FONTE:
'''

Purity Ring – Shrines

distanza di poco tempo da Confess di Twin Shadow, la 4AD torna a fare incetta di r’n’b ed elettronica con i Purity Ring. Rispetto all’ultima fatica di George Lewis Jr., il debutto dei canadesi Corin Roddick e Megan James rinuncia alle geometrie new-wave e al piglio (finto) macho per immergersi in un bagno di oscura sensualità dreamy e groove hip-hop. Gli ingredienti sono i soliti: liriche depresse, che indulgono ad immagini macabre e paranoiche, intarsi di synth & loop, vocalità cristallina e produzione ultralaccata, per una manciata di partiture ben architettate ma noiose nella loro quieta uniformità. Come accaduto per altri prodotti, emersi di recente, che ammiccano all’estetica gothic (vedi i 2:54), i giovanissimi nordamericani (24 anni lei, 21 lui) sono bravi ad evocare atmosfere opprimenti e misteriose, meno a dargli sostanza.

'''

COMPITI DA SVOLGERE:
1. Trascrivi dalla recensione di Shrines il passo che comincia con "Purity Ring –" e finisce con "a dargli sostanza.".
2. Rispondi a queste domande sulla recensione di Shrines:
(a) Quale etichetta discografica viene nominata?
(b) Come si chiamano i due membri dei Purity Ring?
(c) Quale gruppo viene citato come esempio di prodotti recenti che ammiccano all'estetica gothic?

[Dati di etichettatura con coordinate]
'''

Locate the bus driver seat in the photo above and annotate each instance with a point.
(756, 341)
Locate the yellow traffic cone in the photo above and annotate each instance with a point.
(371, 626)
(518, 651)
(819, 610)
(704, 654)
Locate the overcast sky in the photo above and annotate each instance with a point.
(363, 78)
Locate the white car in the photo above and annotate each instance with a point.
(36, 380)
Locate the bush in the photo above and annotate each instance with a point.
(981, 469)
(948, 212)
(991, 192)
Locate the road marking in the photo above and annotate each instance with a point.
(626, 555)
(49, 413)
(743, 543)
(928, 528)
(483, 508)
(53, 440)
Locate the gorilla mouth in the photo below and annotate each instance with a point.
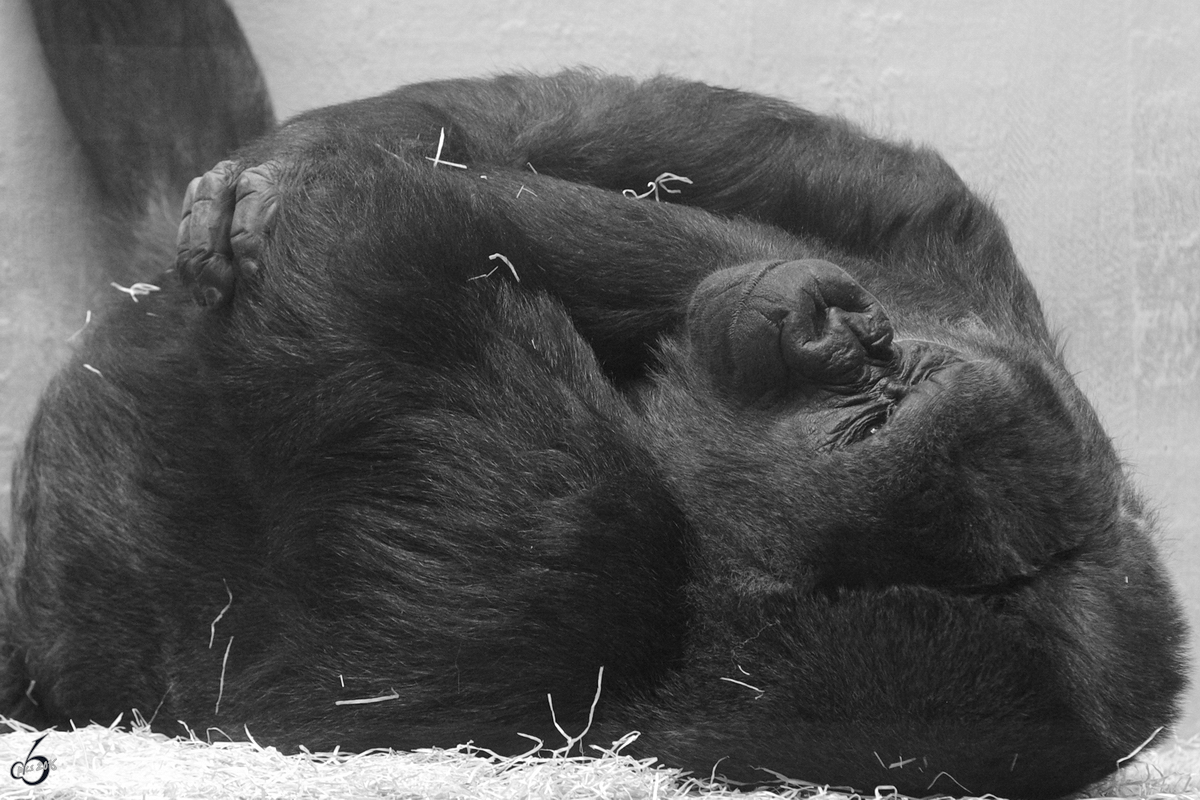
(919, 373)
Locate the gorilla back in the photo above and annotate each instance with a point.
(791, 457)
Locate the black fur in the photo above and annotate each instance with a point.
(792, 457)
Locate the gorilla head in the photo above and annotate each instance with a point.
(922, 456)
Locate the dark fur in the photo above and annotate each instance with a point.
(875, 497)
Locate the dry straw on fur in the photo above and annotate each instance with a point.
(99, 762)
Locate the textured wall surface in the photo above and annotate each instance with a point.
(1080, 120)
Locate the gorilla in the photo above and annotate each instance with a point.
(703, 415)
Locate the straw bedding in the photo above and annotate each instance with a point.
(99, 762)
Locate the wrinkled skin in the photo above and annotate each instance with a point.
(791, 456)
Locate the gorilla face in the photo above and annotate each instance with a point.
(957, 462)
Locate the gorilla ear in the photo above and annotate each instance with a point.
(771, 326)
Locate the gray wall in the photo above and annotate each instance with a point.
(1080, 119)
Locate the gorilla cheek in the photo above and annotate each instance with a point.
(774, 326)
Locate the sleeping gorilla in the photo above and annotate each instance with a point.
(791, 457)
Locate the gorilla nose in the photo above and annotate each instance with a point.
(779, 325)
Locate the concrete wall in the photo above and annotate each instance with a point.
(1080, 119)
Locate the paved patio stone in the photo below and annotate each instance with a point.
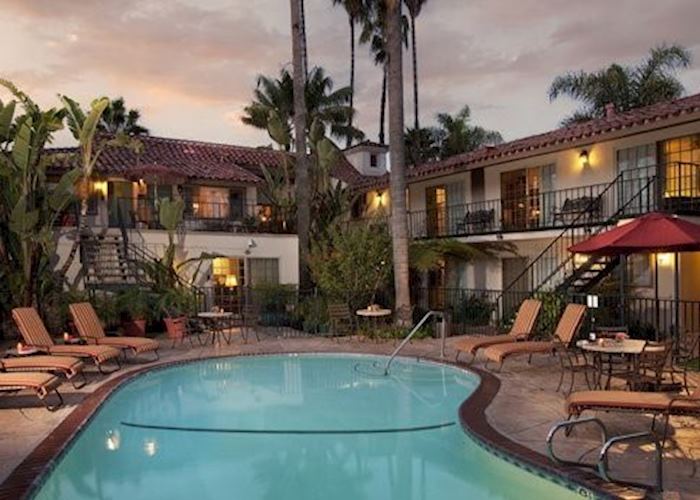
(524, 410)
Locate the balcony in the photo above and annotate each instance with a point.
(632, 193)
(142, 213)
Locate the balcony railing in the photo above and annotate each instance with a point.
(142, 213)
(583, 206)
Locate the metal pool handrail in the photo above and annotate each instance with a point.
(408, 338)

'''
'''

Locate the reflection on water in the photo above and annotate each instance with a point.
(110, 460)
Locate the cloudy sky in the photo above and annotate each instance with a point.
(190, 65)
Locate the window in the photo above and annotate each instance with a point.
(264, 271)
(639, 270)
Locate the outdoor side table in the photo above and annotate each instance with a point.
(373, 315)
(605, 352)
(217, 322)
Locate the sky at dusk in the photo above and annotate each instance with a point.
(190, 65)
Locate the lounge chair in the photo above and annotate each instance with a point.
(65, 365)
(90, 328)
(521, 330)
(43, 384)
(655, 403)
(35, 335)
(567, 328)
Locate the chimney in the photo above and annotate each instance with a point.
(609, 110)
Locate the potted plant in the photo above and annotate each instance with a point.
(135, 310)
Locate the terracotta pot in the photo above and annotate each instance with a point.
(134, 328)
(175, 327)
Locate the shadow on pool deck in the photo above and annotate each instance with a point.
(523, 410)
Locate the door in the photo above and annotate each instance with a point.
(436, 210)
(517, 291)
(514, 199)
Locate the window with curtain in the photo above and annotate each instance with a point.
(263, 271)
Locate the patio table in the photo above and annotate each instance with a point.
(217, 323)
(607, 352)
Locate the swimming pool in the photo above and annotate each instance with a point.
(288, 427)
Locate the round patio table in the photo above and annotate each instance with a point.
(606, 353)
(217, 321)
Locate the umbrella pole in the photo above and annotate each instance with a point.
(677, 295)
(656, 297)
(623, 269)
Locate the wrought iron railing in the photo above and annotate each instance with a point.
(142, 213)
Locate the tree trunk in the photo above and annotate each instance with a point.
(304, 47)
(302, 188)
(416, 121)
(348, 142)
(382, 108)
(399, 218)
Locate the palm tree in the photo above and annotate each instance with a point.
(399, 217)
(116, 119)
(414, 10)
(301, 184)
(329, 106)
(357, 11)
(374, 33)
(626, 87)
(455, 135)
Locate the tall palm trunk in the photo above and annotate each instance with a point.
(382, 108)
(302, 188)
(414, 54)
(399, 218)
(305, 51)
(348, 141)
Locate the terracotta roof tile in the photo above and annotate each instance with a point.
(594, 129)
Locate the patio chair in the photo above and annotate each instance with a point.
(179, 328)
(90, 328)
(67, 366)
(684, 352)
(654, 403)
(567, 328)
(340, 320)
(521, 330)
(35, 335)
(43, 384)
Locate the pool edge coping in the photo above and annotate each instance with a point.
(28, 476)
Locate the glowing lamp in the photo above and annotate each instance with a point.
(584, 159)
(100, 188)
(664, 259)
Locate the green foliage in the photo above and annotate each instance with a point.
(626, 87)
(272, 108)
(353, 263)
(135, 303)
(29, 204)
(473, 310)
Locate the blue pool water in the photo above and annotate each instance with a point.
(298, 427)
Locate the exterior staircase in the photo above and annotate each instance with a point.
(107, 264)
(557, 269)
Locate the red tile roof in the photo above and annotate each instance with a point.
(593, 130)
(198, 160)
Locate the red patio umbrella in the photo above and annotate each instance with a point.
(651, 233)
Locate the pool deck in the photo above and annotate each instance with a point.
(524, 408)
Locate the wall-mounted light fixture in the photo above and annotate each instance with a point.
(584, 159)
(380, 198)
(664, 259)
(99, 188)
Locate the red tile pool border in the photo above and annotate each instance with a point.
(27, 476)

'''
'''

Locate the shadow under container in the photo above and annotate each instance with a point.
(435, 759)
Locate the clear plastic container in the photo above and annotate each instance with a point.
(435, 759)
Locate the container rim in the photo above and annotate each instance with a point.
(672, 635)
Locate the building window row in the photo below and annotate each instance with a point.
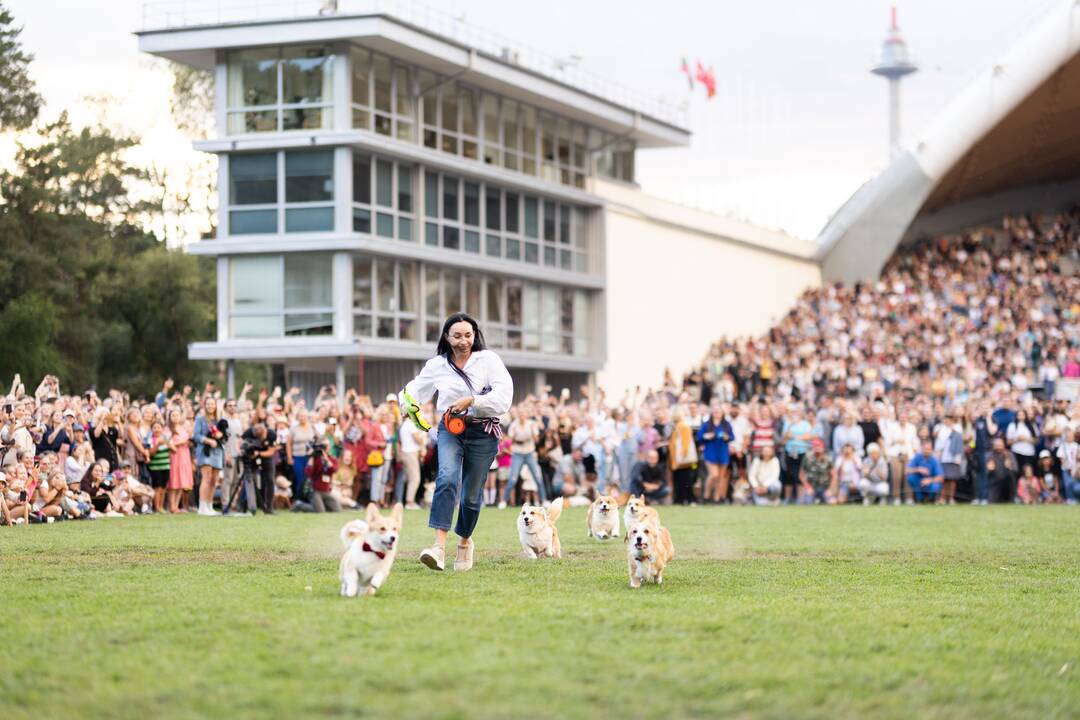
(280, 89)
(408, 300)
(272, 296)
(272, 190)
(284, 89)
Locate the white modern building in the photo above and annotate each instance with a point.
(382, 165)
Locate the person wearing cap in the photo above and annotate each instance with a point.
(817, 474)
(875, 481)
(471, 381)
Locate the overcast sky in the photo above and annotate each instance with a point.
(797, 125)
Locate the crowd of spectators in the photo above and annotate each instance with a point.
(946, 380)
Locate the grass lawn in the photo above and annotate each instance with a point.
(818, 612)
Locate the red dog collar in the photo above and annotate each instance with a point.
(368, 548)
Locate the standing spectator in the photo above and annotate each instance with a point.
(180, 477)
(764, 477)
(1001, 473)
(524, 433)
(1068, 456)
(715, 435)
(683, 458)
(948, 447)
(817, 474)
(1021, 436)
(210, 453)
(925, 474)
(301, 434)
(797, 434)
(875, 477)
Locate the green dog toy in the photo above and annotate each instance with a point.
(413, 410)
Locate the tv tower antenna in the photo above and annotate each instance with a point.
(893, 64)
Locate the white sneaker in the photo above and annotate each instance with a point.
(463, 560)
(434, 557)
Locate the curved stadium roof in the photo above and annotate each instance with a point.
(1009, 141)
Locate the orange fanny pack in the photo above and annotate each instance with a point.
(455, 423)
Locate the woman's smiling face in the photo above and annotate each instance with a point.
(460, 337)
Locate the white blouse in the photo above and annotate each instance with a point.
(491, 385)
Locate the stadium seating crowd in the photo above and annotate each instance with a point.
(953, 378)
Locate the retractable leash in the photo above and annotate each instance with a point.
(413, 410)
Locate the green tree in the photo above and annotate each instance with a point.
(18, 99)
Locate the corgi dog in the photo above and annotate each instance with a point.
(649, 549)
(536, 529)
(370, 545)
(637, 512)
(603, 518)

'''

RISPOSTE:
1.
Purity Ring – Shrines

distanza di poco tempo da Confess di Twin Shadow, la 4AD torna a fare incetta di r’n’b ed elettronica con i Purity Ring. Rispetto all’ultima fatica di George Lewis Jr., il debutto dei canadesi Corin Roddick e Megan James rinuncia alle geometrie new-wave e al piglio (finto) macho per immergersi in un bagno di oscura sensualità dreamy e groove hip-hop. Gli ingredienti sono i soliti: liriche depresse, che indulgono ad immagini macabre e paranoiche, intarsi di synth & loop, vocalità cristallina e produzione ultralaccata, per una manciata di partiture ben architettate ma noiose nella loro quieta uniformità. Come accaduto per altri prodotti, emersi di recente, che ammiccano all’estetica gothic (vedi i 2:54), i giovanissimi nordamericani (24 anni lei, 21 lui) sono bravi ad evocare atmosfere opprimenti e misteriose, meno a dargli sostanza.

2.
(a) La 4AD.
(b) Corin Roddick e Megan James.
(c) I 2:54.